### TEXT EXCERPT:

Start of Block

American ballet dancer and choreographer

Lawrence Leritz (born September 26, 1962) is an American actor, dancer, singer, producer, director, fitness expert and choreographer.

==Life and career==
Born in Alton, Illinois, Leritz made his stage debut in the children's chorus of the world stage premiere of Rodgers and Hammerstein's musical State Fair at The Muny, starring Ozzie and Harriet Nelson, directed by James Hammerstein, supervised by Richard Rodgers, conducted by Anton Coppola and choreographed by Tommy Tune.

Leritz moved to New York City with scholarships to the Harkness Ballet, Joffrey Ballet and the School of American Ballet under George Balanchine, studying with Alexandra Danilova, Stanley Williams and the Bolshoi's Māris Liepa. While dancing in a company class at The New York City Ballet, he was discovered by Balanchine ballerina Violette Verdy who invited him to join The Hamburg Ballet.

End of Block

### INFORMATION GIVEN:
Start of Block

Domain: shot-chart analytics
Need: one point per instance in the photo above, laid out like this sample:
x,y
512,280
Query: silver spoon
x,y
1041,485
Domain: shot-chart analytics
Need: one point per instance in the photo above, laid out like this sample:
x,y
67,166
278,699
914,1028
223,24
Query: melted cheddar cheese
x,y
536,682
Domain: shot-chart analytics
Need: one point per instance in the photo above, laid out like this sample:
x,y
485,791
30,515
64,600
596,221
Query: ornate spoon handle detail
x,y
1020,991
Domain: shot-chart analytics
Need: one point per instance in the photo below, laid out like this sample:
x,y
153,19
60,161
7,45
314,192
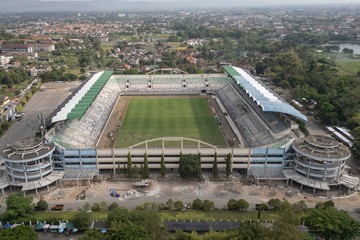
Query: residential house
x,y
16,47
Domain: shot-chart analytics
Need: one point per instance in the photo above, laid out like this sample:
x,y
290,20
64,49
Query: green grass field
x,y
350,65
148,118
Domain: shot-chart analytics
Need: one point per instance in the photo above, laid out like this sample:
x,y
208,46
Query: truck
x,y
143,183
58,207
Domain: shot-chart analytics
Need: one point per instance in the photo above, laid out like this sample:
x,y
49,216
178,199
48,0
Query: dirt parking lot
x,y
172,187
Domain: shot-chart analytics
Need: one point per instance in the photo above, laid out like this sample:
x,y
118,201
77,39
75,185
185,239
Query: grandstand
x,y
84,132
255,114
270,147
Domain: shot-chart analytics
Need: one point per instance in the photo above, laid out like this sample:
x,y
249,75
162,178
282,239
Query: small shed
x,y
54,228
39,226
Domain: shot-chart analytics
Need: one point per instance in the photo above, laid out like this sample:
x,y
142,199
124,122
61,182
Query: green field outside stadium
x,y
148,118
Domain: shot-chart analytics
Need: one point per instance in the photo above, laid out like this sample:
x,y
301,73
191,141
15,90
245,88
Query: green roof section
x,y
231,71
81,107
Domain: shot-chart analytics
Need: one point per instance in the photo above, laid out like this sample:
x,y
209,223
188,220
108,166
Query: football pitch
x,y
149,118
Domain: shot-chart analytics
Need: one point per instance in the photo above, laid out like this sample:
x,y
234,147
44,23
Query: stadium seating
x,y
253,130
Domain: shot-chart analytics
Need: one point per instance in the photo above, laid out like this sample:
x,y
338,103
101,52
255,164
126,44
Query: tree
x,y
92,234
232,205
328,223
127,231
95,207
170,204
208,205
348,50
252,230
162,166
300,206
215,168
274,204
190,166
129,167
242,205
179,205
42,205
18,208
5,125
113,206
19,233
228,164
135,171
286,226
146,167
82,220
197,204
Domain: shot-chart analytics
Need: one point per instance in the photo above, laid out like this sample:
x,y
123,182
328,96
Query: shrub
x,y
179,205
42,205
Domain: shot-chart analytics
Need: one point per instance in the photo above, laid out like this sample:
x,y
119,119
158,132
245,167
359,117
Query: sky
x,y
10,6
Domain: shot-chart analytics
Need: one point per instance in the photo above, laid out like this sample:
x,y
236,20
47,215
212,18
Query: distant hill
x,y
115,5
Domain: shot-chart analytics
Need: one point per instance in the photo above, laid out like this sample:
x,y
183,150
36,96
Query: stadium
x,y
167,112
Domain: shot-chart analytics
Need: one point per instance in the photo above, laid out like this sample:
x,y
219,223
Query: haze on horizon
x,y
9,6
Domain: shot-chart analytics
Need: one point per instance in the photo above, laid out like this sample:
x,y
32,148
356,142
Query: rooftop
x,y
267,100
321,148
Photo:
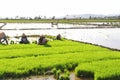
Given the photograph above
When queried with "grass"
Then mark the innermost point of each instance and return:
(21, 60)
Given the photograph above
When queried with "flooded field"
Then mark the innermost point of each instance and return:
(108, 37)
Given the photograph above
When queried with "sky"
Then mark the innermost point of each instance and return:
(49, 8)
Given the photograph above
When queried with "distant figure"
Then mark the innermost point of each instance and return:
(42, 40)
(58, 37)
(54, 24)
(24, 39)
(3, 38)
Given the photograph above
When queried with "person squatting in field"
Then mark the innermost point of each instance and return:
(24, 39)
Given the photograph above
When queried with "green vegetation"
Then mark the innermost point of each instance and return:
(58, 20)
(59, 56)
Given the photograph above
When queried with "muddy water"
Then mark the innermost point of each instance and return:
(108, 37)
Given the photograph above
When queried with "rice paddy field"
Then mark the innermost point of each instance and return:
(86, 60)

End of Block

### WORK TASK A:
List every occupation that the Lawrence Leritz biography gives for him in its opening sentence.
### WORK TASK B:
Continue the Lawrence Leritz biography from the end of the last sentence shown.
The rows play no part in what comes next.

### EXERCISE RESULT A:
actor, dancer, singer, producer, director, fitness expert, choreographer

### EXERCISE RESULT B:
Leritz continued his dancing career on the international stages, starring with Ruth Page's Chicago Ballet, Israel's Bat-Dor Dance Company and with the Paris Opéra on its U.S. tour to the Metropolitan Opera and DC's Kennedy Center. Leritz also appeared as guest artist and choreographer for Plácido Domingo's Los Angeles Music Center Opera and danced in the Joffrey Ballet version of Michel Fokine's "Petrushka" with Rudolf Nureyev at the New York City Center. Leritz created his own company, Dance Celebration, which represented the United States at the International Choreographic Competitions in Paris, performing his signature ballet, "Worth A Song", receiving special congratulations from President Jimmy Carter at The White House in 1979. Leritz produced The 50th Anniversary Gala of The American Guild of Musical Artists, featuring over 300 stars of ballet and opera at The New York State Theater at Lincoln Center in 1986. The Gala's hosts, New York City Opera's Beverly Sills and New York City Ballet's Peter Martins provided the show's highlight, dancing together in the restaged opening of Balanchine's "Vienna Waltzes." Leritz appeared three times on the cover of Dance Pages Magazine, including the Spring 1989 issue, in which he wrote an article which introduced and encouraged bodybuilding for dancers. Appearing on the cover with bodybuilding champion Rich Gaspari, his article helped to change the look of professional dancers. In 2006, Leritz was included in Harvard University's George Balanchine Collection of The New York City Ballet at The Harvard Theatre Collection and The Harvard College Library. Leritz's television dance appearances include the 2013 Emmy Award winning "Night Of Too Many Stars" on Comedy Central, performing as Keitel's wise guy in "Call Me Maybe" with Carly Rae Jepsen and Harvey Keitel at the historic Beacon Theatre (New York City). Leritz was featured in The New York Times dance article, Your First Dance Crush, July 2013.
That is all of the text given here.